_Exercício 1_: Segundo o texto sobre o Iges-DF, quantas unidades de exames de dengue a polícia apreendeu com os envolvidos?
_Exercício 2_: Dê continuidade ao texto sobre o Iges-DF a partir da última frase apresentada.

_Texto_:

★ ★ ★ ★ ★

O Superior Tribunal de Justiça (STJ) havia decidido que o Tribunal de Justiça do Distrito Federal e dos Territórios (TJDFT) não tinha competência para julgar o caso, e os processos seguiram para o Tribunal Regional Federal da 1ª Região (TRF-1), depois de o Ministério Público Federal (MPF) também denunciar os investigados.
Na decisão do juiz federal Marcus Vinicius Reis Bastos, o magistrado entendeu que todas as provas usadas como base para a denúncia eram “imprestáveis”, por terem sido colhidas durante buscas e apreensões, e por meio de quebras de sigilos, autorizadas pela Justiça do Distrito Federal.
A Falso Negativo foi deflagrada, em 2020, pelo MPDFT e pela Polícia Civil do Distrito Federal (PCDF). A operação investigou um suposto esquema de dispensas ilegais de licitação com preços superfaturados de testes para a Covid-19 e direcionamento dos certames em favor de empresas que estariam envolvidas em um possível conluio com servidores da cúpula da SES-DF.
Operação dengue
O resultado final que classificou Ricardo como um dos médicos ortopedistas aprovado para trabalhar no Iges-DF saiu na mesma semana em que a PCDF prendeu três funcionários vinculados ao instituto por suspeita de desviarem testes da dengue para fins particulares.
Com os envolvidos, a polícia apreendeu cerca de 4 mil unidades de exames para detecção de doença, com validade até maio de 2025 e ao custo total de R$ 63,8 mil.
O que diz o Iges-DF
Por meio de nota, o instituto informou que a aprovação do ex-secretário-adjunto Ricardo Tavares está amparada pelo Recurso Extraordinário (RE) nº 1.560.900 – Tema 22 do Supremo Tribunal Federal (STF) –, que assegura a presunção de inocência até o trânsito em julgado do processo. “Responder a inquérito policial ou a ação penal não impede a participação de candidatos que ainda não tenham sido condenados”, ressaltou o Iges-DF.
Em relação à classificação dos participantes, o instituto destacou não existir “a menor possibilidade de candidatos reprovados voltarem ao processo seletivo”. A única previsão expressa no edital é de que todas as etapas são passíveis de recurso. “Dessa forma, a única possibilidade de o candidato retornar ao processo seletivo é caso haja a anulação da reprovação”, afirmou a nota.

★ ★ ★ ★ ★

_Registros de dados_:

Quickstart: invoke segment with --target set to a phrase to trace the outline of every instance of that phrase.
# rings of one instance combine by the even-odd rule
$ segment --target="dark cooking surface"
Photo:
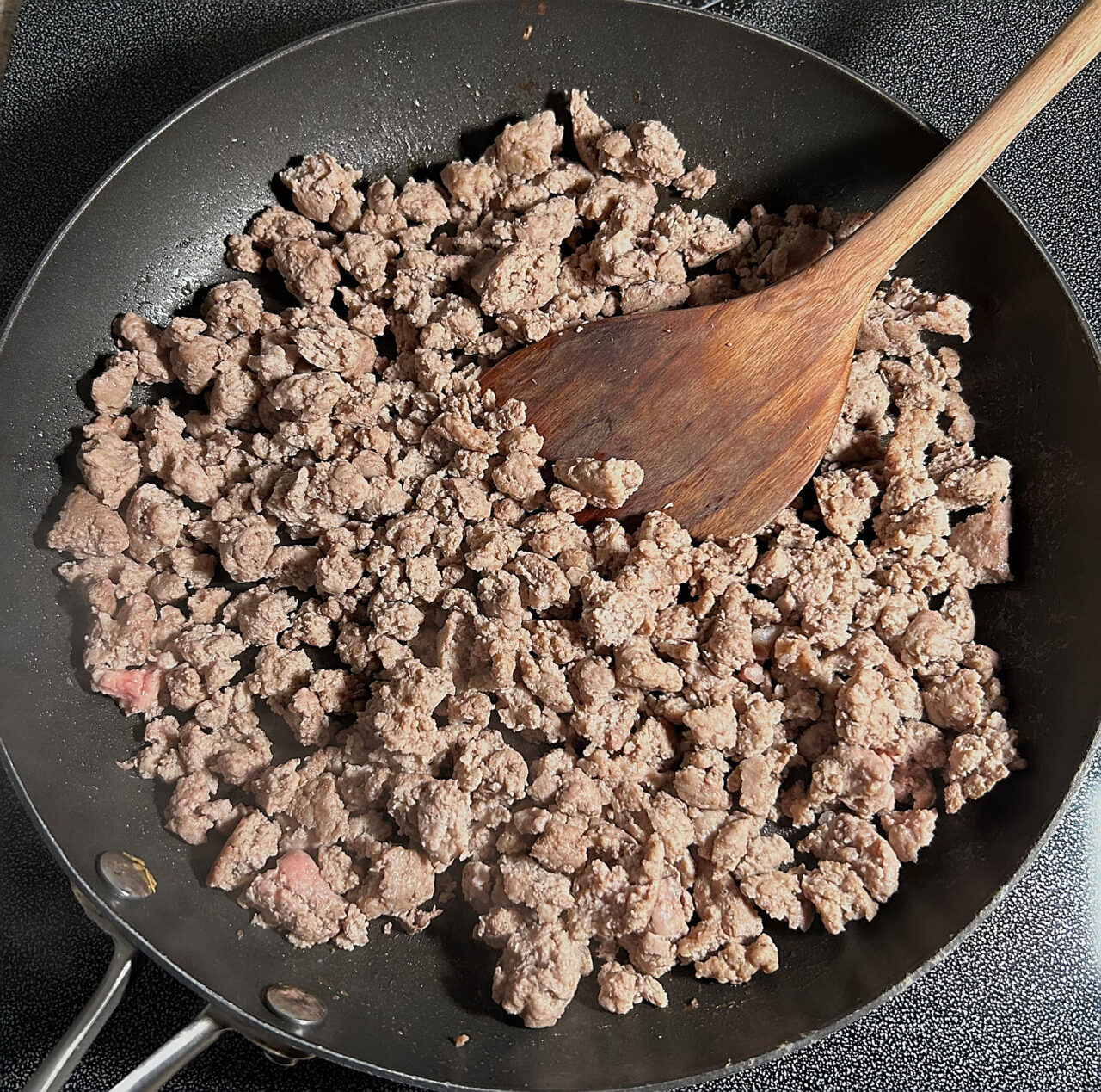
[[[782,15],[786,4],[778,0],[748,7],[748,21],[851,64],[949,131],[958,128],[956,115],[944,109],[938,98],[951,95],[960,117],[972,112],[989,98],[990,86],[1035,48],[1058,18],[1024,3],[999,4],[996,18],[1005,21],[1012,34],[988,30],[979,54],[990,72],[999,75],[972,85],[961,84],[966,80],[962,72],[975,64],[967,32],[949,25],[938,29],[934,37],[934,17],[928,12],[922,20],[916,14],[904,17],[901,7],[824,3],[800,22],[795,14]],[[1070,8],[1065,3],[1053,7],[1059,13]],[[226,32],[224,12],[218,17],[220,33],[212,30],[217,22],[212,6],[208,10],[199,3],[174,3],[170,18],[170,6],[161,10],[156,4],[99,4],[92,17],[91,8],[79,4],[63,12],[61,6],[29,0],[0,102],[0,143],[10,156],[0,165],[4,172],[0,190],[7,197],[0,206],[0,278],[4,278],[0,310],[10,303],[14,282],[45,236],[88,184],[163,113],[243,61],[319,25],[369,10],[367,4],[315,3],[305,18],[291,4],[238,3],[233,11],[250,30],[244,47],[237,44],[238,35]],[[182,18],[185,11],[187,19]],[[268,13],[266,20],[260,20],[261,11]],[[862,23],[861,14],[871,19],[872,12],[886,25],[872,24],[862,34],[853,34],[852,28]],[[89,29],[92,18],[95,32]],[[857,37],[868,44],[862,46]],[[876,47],[872,39],[877,40]],[[923,39],[925,46],[911,44]],[[233,44],[219,46],[218,40]],[[900,43],[906,43],[905,47]],[[945,53],[939,63],[937,51]],[[170,63],[172,58],[176,63]],[[914,78],[920,75],[937,82],[912,85],[907,72]],[[141,96],[132,90],[138,80]],[[99,112],[100,94],[117,104],[119,112]],[[994,172],[1071,277],[1094,318],[1094,328],[1101,294],[1095,258],[1099,99],[1099,79],[1091,73],[1014,148],[1006,165]],[[1088,137],[1094,143],[1089,153],[1084,151]],[[26,181],[17,183],[8,176],[12,164],[24,161],[32,140],[53,167],[35,177],[33,198]],[[1054,147],[1045,149],[1045,140]],[[1029,173],[1042,180],[1039,185],[1026,183]],[[1086,213],[1076,213],[1081,194],[1089,195]],[[41,224],[17,231],[13,218],[29,213],[32,219],[36,214]],[[1089,217],[1084,223],[1083,216]],[[1086,236],[1078,246],[1069,238],[1071,230]],[[1099,1060],[1099,991],[1090,948],[1094,925],[1087,908],[1097,905],[1097,896],[1086,876],[1097,864],[1098,806],[1091,790],[1098,785],[1097,777],[1087,783],[1022,886],[942,967],[877,1014],[796,1058],[722,1085],[1094,1086],[1090,1082]],[[7,1089],[25,1078],[90,991],[95,973],[106,961],[106,944],[66,900],[64,880],[7,788],[0,799],[2,829],[11,832],[2,851],[3,877],[11,878],[0,884],[0,920],[6,922],[0,927],[4,930],[0,1088]],[[42,932],[63,936],[46,943],[41,937],[35,939]],[[194,998],[146,965],[134,994],[74,1086],[108,1086],[197,1007]],[[225,1042],[173,1086],[210,1092],[220,1092],[222,1086],[313,1089],[340,1079],[349,1086],[369,1083],[320,1063],[282,1074],[258,1060],[252,1048]]]

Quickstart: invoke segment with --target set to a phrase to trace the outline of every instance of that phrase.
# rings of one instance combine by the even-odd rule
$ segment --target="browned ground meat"
[[[665,1005],[678,963],[771,973],[766,918],[872,918],[938,811],[1022,765],[969,595],[1009,579],[1010,467],[925,340],[967,340],[966,303],[885,284],[819,473],[728,541],[578,526],[645,467],[548,467],[524,407],[480,393],[519,344],[755,291],[862,221],[657,213],[713,172],[659,122],[571,113],[580,163],[544,112],[440,182],[282,172],[296,212],[227,257],[298,305],[239,279],[201,318],[121,316],[48,536],[92,688],[148,722],[124,765],[173,787],[170,830],[225,840],[208,884],[352,948],[424,929],[461,873],[533,1027],[593,955],[617,1013]]]

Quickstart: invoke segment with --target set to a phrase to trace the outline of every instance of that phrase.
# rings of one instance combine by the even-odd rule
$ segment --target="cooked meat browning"
[[[819,473],[728,541],[579,526],[645,467],[548,466],[480,392],[520,344],[755,291],[862,221],[657,212],[713,172],[581,93],[571,121],[580,162],[543,112],[439,182],[282,172],[295,210],[227,257],[297,305],[240,279],[201,318],[123,315],[48,536],[91,686],[148,722],[123,765],[173,787],[179,837],[224,839],[207,883],[353,948],[424,929],[461,874],[532,1027],[595,965],[615,1013],[664,1006],[676,964],[771,973],[767,919],[871,919],[939,811],[1023,765],[969,595],[1009,579],[1010,467],[926,342],[967,340],[966,303],[884,285]]]

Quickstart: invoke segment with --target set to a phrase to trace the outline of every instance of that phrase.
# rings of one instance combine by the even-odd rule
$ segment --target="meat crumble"
[[[91,688],[145,721],[122,765],[172,786],[168,830],[220,842],[207,883],[345,949],[458,887],[531,1027],[595,969],[614,1013],[664,1007],[677,964],[772,973],[767,922],[872,919],[939,813],[1023,765],[974,639],[971,590],[1010,579],[1010,466],[973,447],[963,301],[880,288],[819,472],[729,540],[579,526],[645,467],[547,465],[523,404],[480,390],[520,345],[756,291],[864,219],[659,206],[715,173],[584,93],[570,121],[576,160],[544,111],[438,181],[283,171],[293,208],[227,260],[296,302],[241,278],[201,317],[121,316],[48,534]]]

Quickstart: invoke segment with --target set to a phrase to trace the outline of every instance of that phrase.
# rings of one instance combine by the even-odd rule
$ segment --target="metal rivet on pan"
[[[97,857],[96,868],[115,894],[122,898],[149,898],[156,890],[156,880],[145,862],[132,853],[109,850]]]
[[[264,990],[264,1004],[287,1024],[295,1027],[315,1027],[329,1015],[328,1006],[302,986],[276,982]]]

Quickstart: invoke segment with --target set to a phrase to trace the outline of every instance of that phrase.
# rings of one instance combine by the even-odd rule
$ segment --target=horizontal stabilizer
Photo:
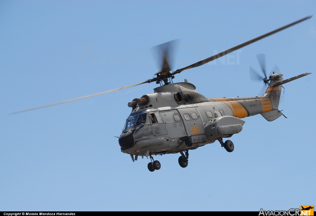
[[[278,109],[271,110],[261,114],[261,115],[269,121],[275,120],[282,115],[283,115],[283,114]]]
[[[291,81],[296,79],[299,78],[305,77],[305,76],[307,76],[307,75],[310,74],[311,73],[305,73],[301,74],[300,75],[298,75],[296,77],[292,77],[292,78],[285,79],[283,81],[281,81],[281,82],[279,82],[278,83],[276,83],[274,84],[274,85],[282,85],[283,84],[284,84],[284,83],[288,83],[289,82],[291,82]]]

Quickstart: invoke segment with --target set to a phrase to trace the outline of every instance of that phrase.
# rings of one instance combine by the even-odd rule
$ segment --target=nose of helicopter
[[[133,137],[134,131],[132,130],[130,130],[122,133],[118,138],[118,143],[123,150],[131,148],[134,145],[134,138]]]

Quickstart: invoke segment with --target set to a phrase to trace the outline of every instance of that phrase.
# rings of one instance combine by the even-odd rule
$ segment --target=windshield
[[[147,113],[140,114],[138,113],[131,115],[126,120],[124,131],[127,131],[139,125],[143,124],[146,121],[147,116]]]

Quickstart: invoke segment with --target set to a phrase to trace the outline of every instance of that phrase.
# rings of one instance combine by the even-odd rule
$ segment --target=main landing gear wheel
[[[179,165],[181,167],[185,168],[188,166],[188,160],[186,158],[183,159],[182,156],[180,156],[179,157],[178,161],[179,162]]]
[[[234,150],[234,143],[233,143],[231,140],[229,140],[225,141],[225,143],[224,143],[224,147],[225,148],[226,150],[228,152],[231,152]]]
[[[154,167],[154,165],[151,163],[151,162],[149,162],[148,164],[148,170],[151,172],[153,172],[155,170],[155,167]]]
[[[189,150],[185,151],[185,155],[183,152],[180,152],[181,156],[179,157],[178,161],[179,162],[179,165],[181,167],[185,168],[188,166],[188,160],[189,159]]]
[[[151,163],[151,162],[149,162],[148,166],[148,170],[151,172],[153,172],[156,170],[155,167],[154,167],[154,165]]]

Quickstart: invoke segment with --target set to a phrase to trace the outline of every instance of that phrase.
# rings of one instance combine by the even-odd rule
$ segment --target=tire
[[[188,161],[187,159],[186,159],[185,160],[183,158],[182,156],[180,156],[179,157],[178,161],[179,162],[179,165],[181,167],[183,168],[185,168],[188,166]]]
[[[231,141],[231,140],[228,140],[225,141],[224,143],[224,147],[225,148],[226,150],[228,152],[231,152],[234,150],[235,148],[234,146],[234,143]]]
[[[160,169],[161,168],[161,165],[160,164],[160,162],[158,161],[154,161],[154,167],[155,168],[155,169],[157,170]]]
[[[151,172],[153,172],[156,170],[155,167],[154,167],[154,166],[151,164],[151,162],[149,162],[147,166],[148,167],[148,170]]]

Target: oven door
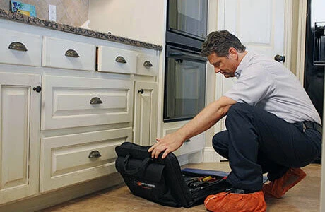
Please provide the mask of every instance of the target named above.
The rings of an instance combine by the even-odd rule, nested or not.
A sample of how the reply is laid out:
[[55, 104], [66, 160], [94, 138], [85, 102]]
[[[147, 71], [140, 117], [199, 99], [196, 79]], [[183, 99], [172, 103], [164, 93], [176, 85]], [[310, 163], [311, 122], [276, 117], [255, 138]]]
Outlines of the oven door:
[[164, 122], [191, 119], [206, 105], [206, 59], [167, 45]]
[[167, 30], [204, 40], [208, 0], [169, 0]]

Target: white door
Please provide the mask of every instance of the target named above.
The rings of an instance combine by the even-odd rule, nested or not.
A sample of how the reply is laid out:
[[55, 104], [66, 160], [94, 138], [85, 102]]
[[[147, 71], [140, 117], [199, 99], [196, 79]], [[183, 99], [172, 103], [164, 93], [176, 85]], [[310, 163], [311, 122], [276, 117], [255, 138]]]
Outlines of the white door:
[[33, 88], [40, 82], [0, 73], [0, 204], [37, 192], [40, 94]]
[[[285, 1], [219, 0], [218, 30], [235, 35], [247, 51], [264, 54], [274, 59], [283, 55]], [[283, 62], [283, 61], [282, 61]], [[229, 90], [236, 78], [217, 74], [217, 97]], [[225, 129], [225, 118], [215, 131]], [[221, 158], [223, 160], [223, 158]]]
[[134, 95], [134, 143], [149, 146], [155, 142], [157, 131], [157, 83], [136, 82]]

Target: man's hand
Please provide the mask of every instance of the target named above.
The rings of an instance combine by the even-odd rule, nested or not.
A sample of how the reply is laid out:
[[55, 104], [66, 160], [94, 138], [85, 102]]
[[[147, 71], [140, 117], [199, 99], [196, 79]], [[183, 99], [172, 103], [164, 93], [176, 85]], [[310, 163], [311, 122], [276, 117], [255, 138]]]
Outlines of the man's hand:
[[151, 153], [151, 157], [158, 158], [159, 154], [164, 151], [162, 158], [166, 158], [169, 153], [178, 149], [183, 144], [184, 139], [177, 132], [166, 135], [162, 139], [155, 139], [157, 143], [151, 146], [148, 151]]

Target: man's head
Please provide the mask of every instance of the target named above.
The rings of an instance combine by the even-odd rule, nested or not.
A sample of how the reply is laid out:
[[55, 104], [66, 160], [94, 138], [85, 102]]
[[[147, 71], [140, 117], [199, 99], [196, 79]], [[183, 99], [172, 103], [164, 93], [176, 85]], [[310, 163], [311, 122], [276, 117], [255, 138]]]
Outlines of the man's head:
[[201, 54], [208, 57], [215, 73], [225, 77], [235, 76], [235, 71], [246, 54], [246, 47], [228, 31], [211, 33], [202, 45]]

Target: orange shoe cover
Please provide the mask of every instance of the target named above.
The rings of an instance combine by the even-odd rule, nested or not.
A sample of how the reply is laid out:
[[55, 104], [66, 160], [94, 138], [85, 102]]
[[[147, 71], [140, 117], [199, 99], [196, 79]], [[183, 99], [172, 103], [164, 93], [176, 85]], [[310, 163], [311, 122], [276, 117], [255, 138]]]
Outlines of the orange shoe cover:
[[213, 212], [266, 211], [262, 191], [250, 194], [222, 192], [209, 195], [204, 201], [204, 206], [208, 211]]
[[279, 179], [263, 186], [263, 192], [276, 198], [282, 197], [288, 190], [306, 177], [306, 173], [300, 168], [290, 168]]

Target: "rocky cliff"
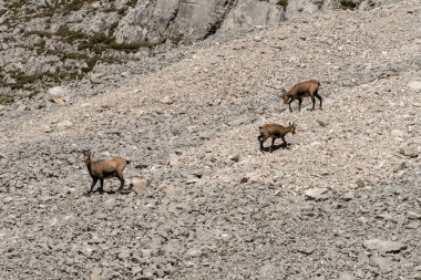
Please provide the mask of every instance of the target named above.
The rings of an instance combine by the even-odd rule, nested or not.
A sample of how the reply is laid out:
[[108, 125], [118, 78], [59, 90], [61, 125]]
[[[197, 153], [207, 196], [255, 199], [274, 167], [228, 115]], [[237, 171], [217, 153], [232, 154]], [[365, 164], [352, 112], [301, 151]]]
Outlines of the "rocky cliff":
[[[420, 27], [419, 0], [320, 11], [0, 105], [0, 279], [420, 279]], [[324, 111], [289, 113], [309, 79]], [[85, 149], [133, 191], [85, 196]]]
[[[382, 0], [384, 2], [384, 0]], [[318, 10], [376, 0], [8, 0], [0, 2], [0, 89], [34, 96], [95, 66], [142, 61], [179, 44], [225, 37]], [[3, 103], [11, 101], [3, 95]]]

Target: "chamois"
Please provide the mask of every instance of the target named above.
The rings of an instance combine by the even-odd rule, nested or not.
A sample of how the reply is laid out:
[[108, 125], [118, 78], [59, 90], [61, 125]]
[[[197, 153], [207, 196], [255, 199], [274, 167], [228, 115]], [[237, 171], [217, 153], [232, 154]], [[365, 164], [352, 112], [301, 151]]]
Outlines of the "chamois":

★ ★ ★ ★ ★

_Resposta 1_: Cerca de 4 mil unidades.

_Resposta 2_:
“No resultado preliminar da comprovação de requisitos, 39 candidatos foram aprovados, contudo, foram interpostos cinco recursos, dos quais apenas dois foram deferidos. Dessa forma, no resultado final da etapa, 41 candidatos foram aprovados. No quesito avaliação de conhecimentos, cinco candidatos não compareceram. E, dos 36 candidatos presentes, no resultado preliminar, 11 foram aprovados. Os candidatos interpuseram seis recursos na avaliação de conhecimentos, dos quais cinco foram deferidos. Dessa forma, o número de aprovados subiu para 25. Por fim, na etapa de entrevista, dos 25 candidatos, 22 foram aprovados e três não. Foram recebidos dois recursos, ambos indeferidos”, detalhou o Iges-DF.
O que diz o médico Ricardo Tavares
Por meio de nota enviada ao Metrópoles às 18h26 deste domingo (10/3), o médico Ricardo Tavares destacou ter sido absolvido de todos os crimes imputados a ele.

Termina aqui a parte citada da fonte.